> _BRANO DI PARTENZA_:
§

“Fausto Cossu, ex ufficiale dei R.R.C.C., era già da tempo pervenuto nella val Trebbia insieme con un gruppo di carabinieri, precisamente in località Alzanese sulla riva sinistra tra la val Trebbia e la val Tidone, proprio alla sorgente del torrente Luretta, col fermo proposito di diventare partigiani.
Egli aveva già fatto parlare molto di se e si era creato una certa popolarità nella zona per le brillanti azioni compiute e per la serietà dei suoi propositi. Solo un fatto era commentato sfavorevolmente da una parte della popolazione: il disarmo dei partigiani della banda «Piccoli», che operava nell’alta valle di Mezzano Scotti e l’uccisione del loro comandante. Fausto e molti altri giustificarono il fatto come dovuto alla necessità di eliminare un individuo che era diventato pericoloso per la sua prepotenza e per le sue grassazioni esercitate contro la popolazione civile della zona. Si dovevano impedire i soprusi, si doveva pur salvare il buon nome dei Partigiani.

§

Ricopia per intero il brano di partenza su Fausto Cossu, parola per parola, senza modificare nulla.

> _RIGHE_:

§

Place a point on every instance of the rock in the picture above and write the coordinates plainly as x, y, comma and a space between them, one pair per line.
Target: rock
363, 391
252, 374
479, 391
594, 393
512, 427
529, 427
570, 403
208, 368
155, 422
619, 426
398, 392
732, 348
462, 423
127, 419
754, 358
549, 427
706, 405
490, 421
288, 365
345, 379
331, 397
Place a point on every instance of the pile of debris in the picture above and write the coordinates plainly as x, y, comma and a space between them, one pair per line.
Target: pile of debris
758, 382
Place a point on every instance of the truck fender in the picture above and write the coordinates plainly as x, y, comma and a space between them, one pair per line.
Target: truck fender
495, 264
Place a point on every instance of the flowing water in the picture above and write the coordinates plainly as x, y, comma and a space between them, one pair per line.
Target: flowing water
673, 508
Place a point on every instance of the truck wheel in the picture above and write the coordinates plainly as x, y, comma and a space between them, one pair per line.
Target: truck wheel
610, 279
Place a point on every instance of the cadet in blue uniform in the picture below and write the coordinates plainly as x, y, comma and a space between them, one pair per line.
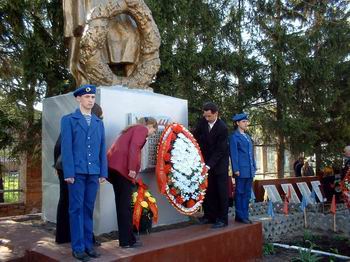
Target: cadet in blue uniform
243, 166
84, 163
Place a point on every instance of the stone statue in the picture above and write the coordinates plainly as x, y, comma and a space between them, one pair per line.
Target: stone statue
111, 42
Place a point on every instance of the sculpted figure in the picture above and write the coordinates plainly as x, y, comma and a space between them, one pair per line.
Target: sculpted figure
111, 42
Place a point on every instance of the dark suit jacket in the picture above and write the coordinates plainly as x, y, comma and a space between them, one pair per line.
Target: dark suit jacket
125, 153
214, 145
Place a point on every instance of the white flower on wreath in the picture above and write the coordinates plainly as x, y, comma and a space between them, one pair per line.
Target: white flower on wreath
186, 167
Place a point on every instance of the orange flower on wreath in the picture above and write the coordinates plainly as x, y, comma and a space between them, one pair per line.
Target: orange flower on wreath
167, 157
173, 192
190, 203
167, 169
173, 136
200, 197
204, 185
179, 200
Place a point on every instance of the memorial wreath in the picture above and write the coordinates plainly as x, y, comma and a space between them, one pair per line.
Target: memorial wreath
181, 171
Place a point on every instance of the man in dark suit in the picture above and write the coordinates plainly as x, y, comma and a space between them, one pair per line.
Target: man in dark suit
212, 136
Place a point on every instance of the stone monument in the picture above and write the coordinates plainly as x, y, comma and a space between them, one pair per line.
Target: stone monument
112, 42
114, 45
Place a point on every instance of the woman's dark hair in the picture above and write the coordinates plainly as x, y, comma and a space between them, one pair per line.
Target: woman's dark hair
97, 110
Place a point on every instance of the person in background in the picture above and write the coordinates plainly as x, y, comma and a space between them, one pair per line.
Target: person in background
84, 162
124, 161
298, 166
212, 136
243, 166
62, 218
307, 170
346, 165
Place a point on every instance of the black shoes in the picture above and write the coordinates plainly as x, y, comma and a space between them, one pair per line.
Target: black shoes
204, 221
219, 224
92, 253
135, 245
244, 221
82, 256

§

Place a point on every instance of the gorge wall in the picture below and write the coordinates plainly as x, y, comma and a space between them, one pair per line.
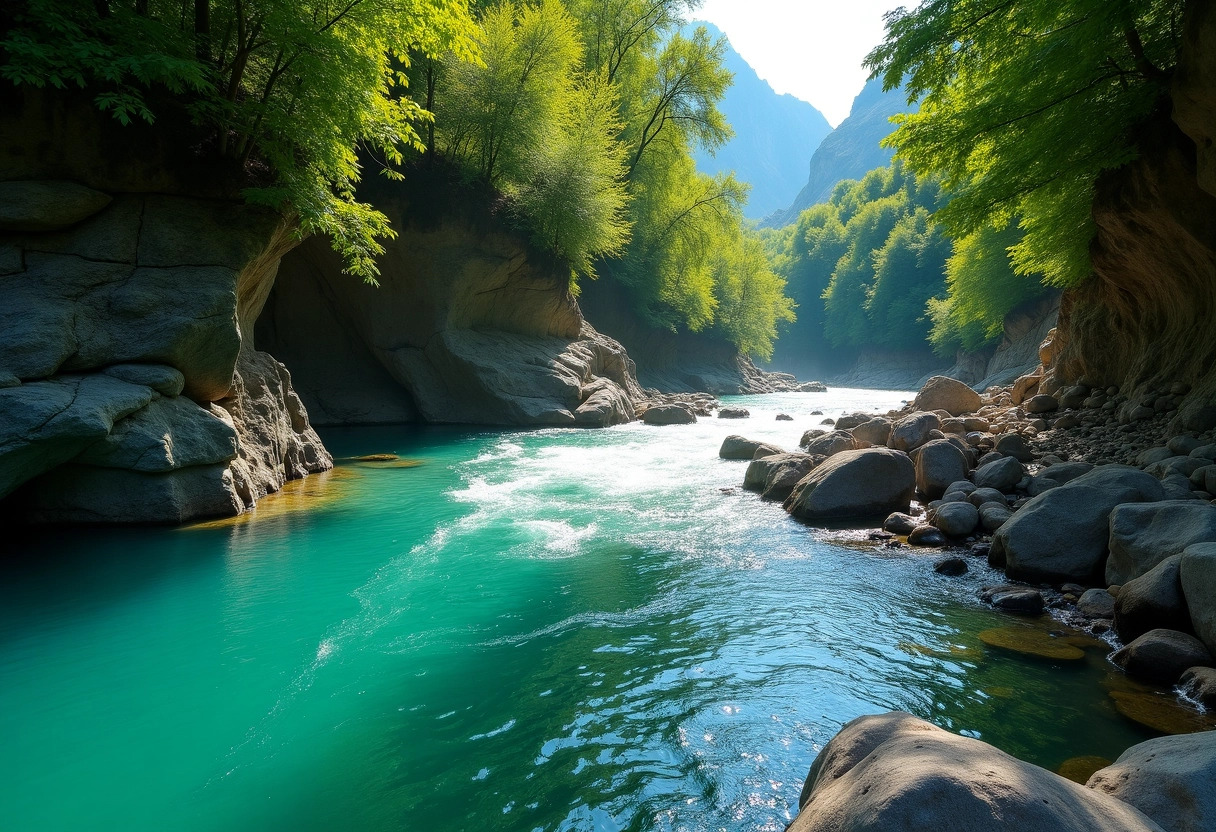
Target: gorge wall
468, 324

§

> _RISPOSTA COMPLETA_:
“Fausto Cossu, ex ufficiale dei R.R.C.C., era già da tempo pervenuto nella val Trebbia insieme con un gruppo di carabinieri, precisamente in località Alzanese sulla riva sinistra tra la val Trebbia e la val Tidone, proprio alla sorgente del torrente Luretta, col fermo proposito di diventare partigiani.
Egli aveva già fatto parlare molto di se e si era creato una certa popolarità nella zona per le brillanti azioni compiute e per la serietà dei suoi propositi. Solo un fatto era commentato sfavorevolmente da una parte della popolazione: il disarmo dei partigiani della banda «Piccoli», che operava nell’alta valle di Mezzano Scotti e l’uccisione del loro comandante. Fausto e molti altri giustificarono il fatto come dovuto alla necessità di eliminare un individuo che era diventato pericoloso per la sua prepotenza e per le sue grassazioni esercitate contro la popolazione civile della zona. Si dovevano impedire i soprusi, si doveva pur salvare il buon nome dei Partigiani.